Find the line that contains "trim, written as integer pixel values."; then retype it and each line after it, exactly, through the final line of the data below.

┄┄┄┄┄┄┄┄┄┄┄┄┄┄┄┄┄┄┄┄

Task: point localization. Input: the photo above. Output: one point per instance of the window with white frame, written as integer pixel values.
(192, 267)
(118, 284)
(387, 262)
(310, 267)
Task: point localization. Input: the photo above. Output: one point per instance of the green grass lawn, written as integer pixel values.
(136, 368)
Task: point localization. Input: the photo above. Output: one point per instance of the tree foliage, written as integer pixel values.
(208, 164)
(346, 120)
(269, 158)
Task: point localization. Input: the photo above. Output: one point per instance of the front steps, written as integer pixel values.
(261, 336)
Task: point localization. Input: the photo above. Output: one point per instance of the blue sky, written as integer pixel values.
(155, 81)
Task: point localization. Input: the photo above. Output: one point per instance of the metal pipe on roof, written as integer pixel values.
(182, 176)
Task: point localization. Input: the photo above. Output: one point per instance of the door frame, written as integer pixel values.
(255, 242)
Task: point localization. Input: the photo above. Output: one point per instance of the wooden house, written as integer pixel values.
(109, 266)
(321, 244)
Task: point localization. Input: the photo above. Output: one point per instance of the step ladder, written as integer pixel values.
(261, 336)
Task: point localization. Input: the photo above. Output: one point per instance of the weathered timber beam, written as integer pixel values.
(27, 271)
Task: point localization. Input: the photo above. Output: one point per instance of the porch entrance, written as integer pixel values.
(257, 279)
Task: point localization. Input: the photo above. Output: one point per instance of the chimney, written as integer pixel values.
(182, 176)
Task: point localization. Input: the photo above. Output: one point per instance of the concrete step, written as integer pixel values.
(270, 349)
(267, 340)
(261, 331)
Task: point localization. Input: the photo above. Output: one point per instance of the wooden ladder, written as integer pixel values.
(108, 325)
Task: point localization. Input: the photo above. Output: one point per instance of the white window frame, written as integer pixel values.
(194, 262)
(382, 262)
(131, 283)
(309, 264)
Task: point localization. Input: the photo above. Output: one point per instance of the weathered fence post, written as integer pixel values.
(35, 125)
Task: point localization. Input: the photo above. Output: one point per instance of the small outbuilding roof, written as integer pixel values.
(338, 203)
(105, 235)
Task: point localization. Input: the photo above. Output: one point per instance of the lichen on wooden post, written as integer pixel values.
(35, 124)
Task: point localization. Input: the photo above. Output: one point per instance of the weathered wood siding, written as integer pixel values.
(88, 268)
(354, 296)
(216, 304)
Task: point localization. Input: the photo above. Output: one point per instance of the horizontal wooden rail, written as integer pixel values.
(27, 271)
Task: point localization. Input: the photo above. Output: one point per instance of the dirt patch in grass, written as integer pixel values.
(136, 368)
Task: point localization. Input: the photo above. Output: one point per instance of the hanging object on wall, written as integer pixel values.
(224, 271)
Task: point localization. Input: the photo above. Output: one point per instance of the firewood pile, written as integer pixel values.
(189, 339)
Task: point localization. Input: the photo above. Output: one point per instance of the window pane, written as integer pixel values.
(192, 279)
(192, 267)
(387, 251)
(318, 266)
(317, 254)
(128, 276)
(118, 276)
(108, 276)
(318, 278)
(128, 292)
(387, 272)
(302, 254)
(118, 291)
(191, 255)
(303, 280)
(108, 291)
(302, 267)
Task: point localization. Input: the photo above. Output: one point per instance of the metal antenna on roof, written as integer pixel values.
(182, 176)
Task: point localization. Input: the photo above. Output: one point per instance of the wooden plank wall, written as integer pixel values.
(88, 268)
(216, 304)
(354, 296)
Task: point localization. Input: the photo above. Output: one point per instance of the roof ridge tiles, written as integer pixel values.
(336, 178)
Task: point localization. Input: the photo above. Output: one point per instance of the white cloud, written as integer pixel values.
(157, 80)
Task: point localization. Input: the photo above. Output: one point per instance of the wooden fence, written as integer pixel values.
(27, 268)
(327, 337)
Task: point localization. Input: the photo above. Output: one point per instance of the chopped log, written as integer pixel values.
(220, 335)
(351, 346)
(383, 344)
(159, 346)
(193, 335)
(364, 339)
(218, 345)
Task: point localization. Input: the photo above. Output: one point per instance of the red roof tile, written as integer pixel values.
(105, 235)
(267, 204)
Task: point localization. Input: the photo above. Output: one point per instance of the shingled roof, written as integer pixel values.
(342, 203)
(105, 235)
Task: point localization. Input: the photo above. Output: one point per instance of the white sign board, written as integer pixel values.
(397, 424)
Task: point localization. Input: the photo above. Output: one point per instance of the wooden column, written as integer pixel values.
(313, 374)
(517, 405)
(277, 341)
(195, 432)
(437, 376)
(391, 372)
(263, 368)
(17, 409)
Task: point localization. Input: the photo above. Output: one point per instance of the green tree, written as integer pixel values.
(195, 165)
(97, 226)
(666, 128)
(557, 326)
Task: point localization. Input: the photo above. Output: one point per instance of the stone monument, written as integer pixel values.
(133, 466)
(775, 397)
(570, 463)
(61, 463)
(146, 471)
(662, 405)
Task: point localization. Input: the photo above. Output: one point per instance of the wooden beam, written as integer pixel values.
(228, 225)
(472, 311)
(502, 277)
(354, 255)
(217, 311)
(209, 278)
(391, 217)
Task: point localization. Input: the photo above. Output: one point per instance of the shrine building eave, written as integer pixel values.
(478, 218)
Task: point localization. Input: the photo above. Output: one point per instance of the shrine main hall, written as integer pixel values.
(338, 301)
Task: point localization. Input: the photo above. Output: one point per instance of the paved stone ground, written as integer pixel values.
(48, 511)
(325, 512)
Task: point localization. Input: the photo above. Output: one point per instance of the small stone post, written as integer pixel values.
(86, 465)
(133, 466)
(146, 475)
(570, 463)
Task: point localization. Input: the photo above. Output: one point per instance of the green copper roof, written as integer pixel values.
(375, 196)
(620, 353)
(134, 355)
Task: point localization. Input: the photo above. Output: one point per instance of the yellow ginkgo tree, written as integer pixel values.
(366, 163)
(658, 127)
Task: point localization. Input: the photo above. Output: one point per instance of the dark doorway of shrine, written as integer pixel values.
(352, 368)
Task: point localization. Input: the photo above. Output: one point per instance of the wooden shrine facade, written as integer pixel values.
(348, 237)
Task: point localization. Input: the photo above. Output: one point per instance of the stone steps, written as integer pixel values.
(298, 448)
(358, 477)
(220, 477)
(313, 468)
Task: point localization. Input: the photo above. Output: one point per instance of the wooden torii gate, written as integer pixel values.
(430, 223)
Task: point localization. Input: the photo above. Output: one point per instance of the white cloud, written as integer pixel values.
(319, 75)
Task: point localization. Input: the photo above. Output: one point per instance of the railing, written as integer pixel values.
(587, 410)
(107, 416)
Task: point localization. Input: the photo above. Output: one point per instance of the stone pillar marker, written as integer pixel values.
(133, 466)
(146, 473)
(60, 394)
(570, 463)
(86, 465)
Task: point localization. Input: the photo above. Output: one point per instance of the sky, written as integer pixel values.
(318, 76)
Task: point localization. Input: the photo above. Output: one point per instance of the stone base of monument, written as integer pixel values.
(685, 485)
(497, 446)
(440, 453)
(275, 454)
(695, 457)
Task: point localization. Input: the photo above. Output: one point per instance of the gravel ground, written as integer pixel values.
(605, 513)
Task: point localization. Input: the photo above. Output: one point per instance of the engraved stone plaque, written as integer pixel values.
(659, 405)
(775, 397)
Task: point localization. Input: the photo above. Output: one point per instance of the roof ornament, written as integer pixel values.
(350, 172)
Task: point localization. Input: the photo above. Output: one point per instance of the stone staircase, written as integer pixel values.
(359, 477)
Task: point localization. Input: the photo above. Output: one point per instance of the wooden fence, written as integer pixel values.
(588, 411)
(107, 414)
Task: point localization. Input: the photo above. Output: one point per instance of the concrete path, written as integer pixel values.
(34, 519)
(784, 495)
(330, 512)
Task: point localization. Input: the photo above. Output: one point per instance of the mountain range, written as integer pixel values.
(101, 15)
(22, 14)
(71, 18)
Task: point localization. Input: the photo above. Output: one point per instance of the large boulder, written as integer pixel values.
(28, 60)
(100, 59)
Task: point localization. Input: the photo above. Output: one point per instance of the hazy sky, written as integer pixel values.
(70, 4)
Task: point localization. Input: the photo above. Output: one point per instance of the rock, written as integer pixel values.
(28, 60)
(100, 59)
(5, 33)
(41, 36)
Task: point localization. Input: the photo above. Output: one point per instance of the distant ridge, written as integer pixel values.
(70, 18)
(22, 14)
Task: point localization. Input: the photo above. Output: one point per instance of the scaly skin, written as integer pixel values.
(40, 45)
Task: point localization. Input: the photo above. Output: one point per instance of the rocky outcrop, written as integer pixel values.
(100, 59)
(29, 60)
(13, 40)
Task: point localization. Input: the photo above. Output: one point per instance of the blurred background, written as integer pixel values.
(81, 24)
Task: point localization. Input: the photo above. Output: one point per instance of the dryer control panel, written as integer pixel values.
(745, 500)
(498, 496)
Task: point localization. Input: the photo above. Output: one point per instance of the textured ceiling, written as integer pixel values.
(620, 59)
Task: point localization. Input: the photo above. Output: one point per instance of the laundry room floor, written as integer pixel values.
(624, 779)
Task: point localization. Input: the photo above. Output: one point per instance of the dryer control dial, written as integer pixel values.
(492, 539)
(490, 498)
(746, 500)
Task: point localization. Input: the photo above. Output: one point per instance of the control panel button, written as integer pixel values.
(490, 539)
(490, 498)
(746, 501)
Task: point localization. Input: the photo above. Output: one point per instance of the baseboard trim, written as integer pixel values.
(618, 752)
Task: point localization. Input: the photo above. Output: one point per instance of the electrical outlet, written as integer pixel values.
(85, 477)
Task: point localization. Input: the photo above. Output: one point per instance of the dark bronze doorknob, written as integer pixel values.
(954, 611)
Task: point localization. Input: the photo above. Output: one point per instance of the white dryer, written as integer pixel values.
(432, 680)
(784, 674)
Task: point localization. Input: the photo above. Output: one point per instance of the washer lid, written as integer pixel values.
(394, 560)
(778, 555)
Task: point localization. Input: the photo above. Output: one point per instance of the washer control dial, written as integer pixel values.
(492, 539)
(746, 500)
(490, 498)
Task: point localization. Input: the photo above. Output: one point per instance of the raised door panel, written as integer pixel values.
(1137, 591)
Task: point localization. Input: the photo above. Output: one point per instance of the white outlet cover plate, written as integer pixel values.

┄┄┄┄┄┄┄┄┄┄┄┄┄┄┄┄┄┄┄┄

▸ WORKED SOLUTION
Task: point localization. Input: the photo above. Output: one point per instance of the baseboard trim, written as integer pixel values.
(618, 752)
Task: point localization. Input: the photo above. Output: one point per instance of the electrical outlet, written as integer pixel values.
(85, 477)
Task: point localization. Input: the photo above. Output: one point per instance of the dark bronze doorknob, written as integer pixel values.
(954, 611)
Task: point localization. Input: the photo above. Output: one point per instance of the white dryer, written as integer pixel values.
(432, 680)
(784, 674)
Task: point localization. Input: the photo above. Output: one point per instance of the washer lid, written as integer pixel values.
(394, 560)
(778, 555)
Task: point localization. Input: the photo above. Output: one point per instance of the washer control dial, written as integer pixel values.
(492, 539)
(746, 500)
(490, 498)
Task: point localization. Input: the photo above. Output: one point per instance of the raised door panel, written as integer pixel values.
(1137, 591)
Task: point localization. Input: the photo above. Output: one point per instance of the white outlet cover plate, written as integer pixel values.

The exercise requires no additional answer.